Dataset entries
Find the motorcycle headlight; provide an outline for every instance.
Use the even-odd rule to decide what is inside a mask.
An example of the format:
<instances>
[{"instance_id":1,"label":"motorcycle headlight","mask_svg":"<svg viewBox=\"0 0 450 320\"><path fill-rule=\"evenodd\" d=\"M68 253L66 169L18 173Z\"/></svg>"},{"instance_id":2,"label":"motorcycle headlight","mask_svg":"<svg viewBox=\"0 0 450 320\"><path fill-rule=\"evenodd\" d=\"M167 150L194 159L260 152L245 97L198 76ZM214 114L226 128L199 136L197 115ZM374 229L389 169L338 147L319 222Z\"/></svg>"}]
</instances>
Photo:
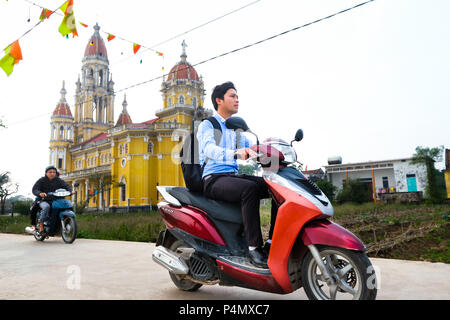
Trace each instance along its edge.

- _TASK DETAILS_: Retype the data word for word and keep the pictures out of it.

- _RESULT FOR THIS TASK_:
Find the motorcycle headlight; provide an outline for every instance.
Use the even-odd rule to decide what is inside a mask.
An example of the format:
<instances>
[{"instance_id":1,"label":"motorcycle headlight","mask_svg":"<svg viewBox=\"0 0 450 320\"><path fill-rule=\"evenodd\" d=\"M68 253L66 169L18 173Z\"/></svg>"},{"instance_id":2,"label":"motorcycle headlight","mask_svg":"<svg viewBox=\"0 0 450 320\"><path fill-rule=\"evenodd\" d=\"M167 150L194 159L260 152L245 97L198 76ZM214 114L226 128L199 136L197 115ZM374 229L389 169L338 147L319 222Z\"/></svg>"}]
</instances>
Photo:
Trace each instance along its edge.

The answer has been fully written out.